What to produce.
Pictures aside, print all of the data below exactly as written.
====== Data supplied ======
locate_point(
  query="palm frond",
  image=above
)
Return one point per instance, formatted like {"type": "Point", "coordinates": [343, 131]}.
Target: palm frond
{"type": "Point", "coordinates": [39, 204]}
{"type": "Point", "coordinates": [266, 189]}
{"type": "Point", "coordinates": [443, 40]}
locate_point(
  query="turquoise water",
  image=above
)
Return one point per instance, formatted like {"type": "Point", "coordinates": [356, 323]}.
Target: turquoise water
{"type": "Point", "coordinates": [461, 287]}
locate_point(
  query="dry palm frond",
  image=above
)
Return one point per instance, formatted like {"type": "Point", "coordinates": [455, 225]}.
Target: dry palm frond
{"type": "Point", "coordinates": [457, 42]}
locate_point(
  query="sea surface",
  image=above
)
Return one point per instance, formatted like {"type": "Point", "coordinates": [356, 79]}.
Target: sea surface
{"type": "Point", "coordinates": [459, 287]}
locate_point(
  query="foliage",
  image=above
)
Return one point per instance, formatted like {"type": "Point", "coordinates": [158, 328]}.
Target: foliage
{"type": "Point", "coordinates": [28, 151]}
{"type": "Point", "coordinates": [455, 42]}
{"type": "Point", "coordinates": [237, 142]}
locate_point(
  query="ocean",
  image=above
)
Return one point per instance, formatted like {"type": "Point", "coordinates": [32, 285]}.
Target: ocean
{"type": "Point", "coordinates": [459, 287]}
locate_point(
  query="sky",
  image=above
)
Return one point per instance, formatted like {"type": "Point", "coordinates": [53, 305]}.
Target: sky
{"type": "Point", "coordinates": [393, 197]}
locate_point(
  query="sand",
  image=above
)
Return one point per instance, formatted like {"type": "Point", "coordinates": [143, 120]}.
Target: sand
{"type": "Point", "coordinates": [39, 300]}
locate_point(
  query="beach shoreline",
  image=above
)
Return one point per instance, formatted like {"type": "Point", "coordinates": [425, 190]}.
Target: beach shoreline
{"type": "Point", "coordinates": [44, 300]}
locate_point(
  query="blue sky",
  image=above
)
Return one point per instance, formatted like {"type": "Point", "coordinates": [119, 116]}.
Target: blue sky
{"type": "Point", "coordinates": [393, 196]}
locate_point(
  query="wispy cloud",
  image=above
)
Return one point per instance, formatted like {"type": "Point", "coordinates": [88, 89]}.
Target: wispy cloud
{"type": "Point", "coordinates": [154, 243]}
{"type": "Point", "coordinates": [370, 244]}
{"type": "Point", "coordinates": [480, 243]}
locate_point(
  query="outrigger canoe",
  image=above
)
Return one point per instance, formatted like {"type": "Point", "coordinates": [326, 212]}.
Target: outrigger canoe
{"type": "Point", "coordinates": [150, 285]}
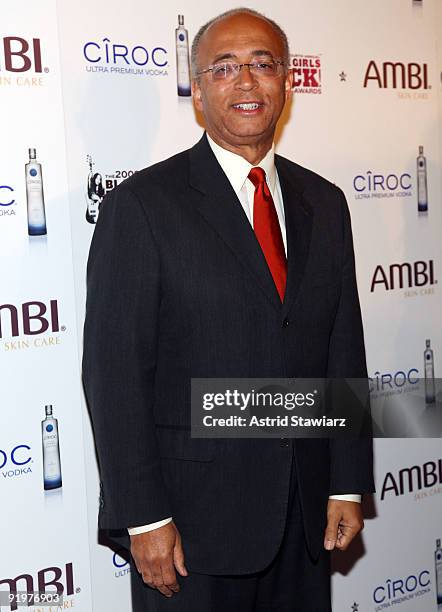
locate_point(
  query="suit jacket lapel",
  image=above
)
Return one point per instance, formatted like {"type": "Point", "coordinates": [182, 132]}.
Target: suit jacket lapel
{"type": "Point", "coordinates": [299, 220]}
{"type": "Point", "coordinates": [221, 208]}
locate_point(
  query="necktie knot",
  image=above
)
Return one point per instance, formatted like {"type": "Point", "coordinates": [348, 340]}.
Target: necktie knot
{"type": "Point", "coordinates": [258, 176]}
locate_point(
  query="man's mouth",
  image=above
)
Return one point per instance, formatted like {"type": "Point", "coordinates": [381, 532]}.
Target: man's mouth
{"type": "Point", "coordinates": [247, 106]}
======
Reply to the task.
locate_point(
  query="palm frond",
  image=above
)
Return one point per instance, formatted like {"type": "Point", "coordinates": [343, 131]}.
Target: palm frond
{"type": "Point", "coordinates": [39, 204]}
{"type": "Point", "coordinates": [266, 189]}
{"type": "Point", "coordinates": [443, 40]}
locate_point(
  query="turquoise water",
  image=above
)
Return one point per instance, formatted like {"type": "Point", "coordinates": [356, 323]}.
Target: turquoise water
{"type": "Point", "coordinates": [461, 287]}
locate_point(
  query="dry palm frond",
  image=above
)
Return one point per instance, formatted like {"type": "Point", "coordinates": [455, 225]}.
Target: dry palm frond
{"type": "Point", "coordinates": [457, 42]}
locate_point(
  query="sea surface",
  image=above
)
Return one point per instance, formatted like {"type": "Point", "coordinates": [356, 79]}.
Target: sea surface
{"type": "Point", "coordinates": [459, 287]}
locate_point(
  query="foliage",
  image=above
)
Return one point per instance, formatted like {"type": "Point", "coordinates": [158, 328]}.
Target: foliage
{"type": "Point", "coordinates": [28, 151]}
{"type": "Point", "coordinates": [455, 42]}
{"type": "Point", "coordinates": [237, 142]}
locate_point(
  query="ocean",
  image=above
)
Return one point per instance, formatted like {"type": "Point", "coordinates": [32, 285]}.
Target: ocean
{"type": "Point", "coordinates": [459, 287]}
locate_point(
  query="sky",
  image=above
)
Return one point per instance, formatted like {"type": "Point", "coordinates": [53, 305]}.
Target: sky
{"type": "Point", "coordinates": [393, 197]}
locate_point(
  query="sand",
  image=above
)
Return one point per instance, formatted like {"type": "Point", "coordinates": [143, 120]}.
Target: sand
{"type": "Point", "coordinates": [39, 300]}
locate_point(
  query="beach shoreline",
  image=above
)
Return one point per instance, formatted like {"type": "Point", "coordinates": [425, 190]}.
Target: beach shoreline
{"type": "Point", "coordinates": [44, 300]}
locate_point(
  query="blue sky",
  image=above
)
Return one point per instance, formatted like {"type": "Point", "coordinates": [119, 116]}.
Target: blue sky
{"type": "Point", "coordinates": [393, 196]}
locate_point(
  query="wispy cloud",
  image=above
)
Return one point per instance, formatted like {"type": "Point", "coordinates": [88, 89]}.
Target: wispy cloud
{"type": "Point", "coordinates": [154, 243]}
{"type": "Point", "coordinates": [370, 244]}
{"type": "Point", "coordinates": [480, 243]}
locate_point(
  query="outrigger canoe",
  image=above
)
Return one point per instance, formatted like {"type": "Point", "coordinates": [326, 212]}.
Target: outrigger canoe
{"type": "Point", "coordinates": [150, 285]}
locate_point(
  query="suit jacket lapel",
  image=above
)
Return one point per instance, formatted like {"type": "Point", "coordinates": [182, 132]}.
Target: suit jacket lapel
{"type": "Point", "coordinates": [299, 220]}
{"type": "Point", "coordinates": [221, 208]}
locate_point(
  query="necktie knot",
  image=above
)
Return one point per instance, formatted like {"type": "Point", "coordinates": [348, 340]}.
Target: necktie knot
{"type": "Point", "coordinates": [258, 176]}
locate_point(
  query="man's mouth",
  image=above
)
Return one point per instance, formatted like {"type": "Point", "coordinates": [381, 532]}.
Target: man's mouth
{"type": "Point", "coordinates": [247, 106]}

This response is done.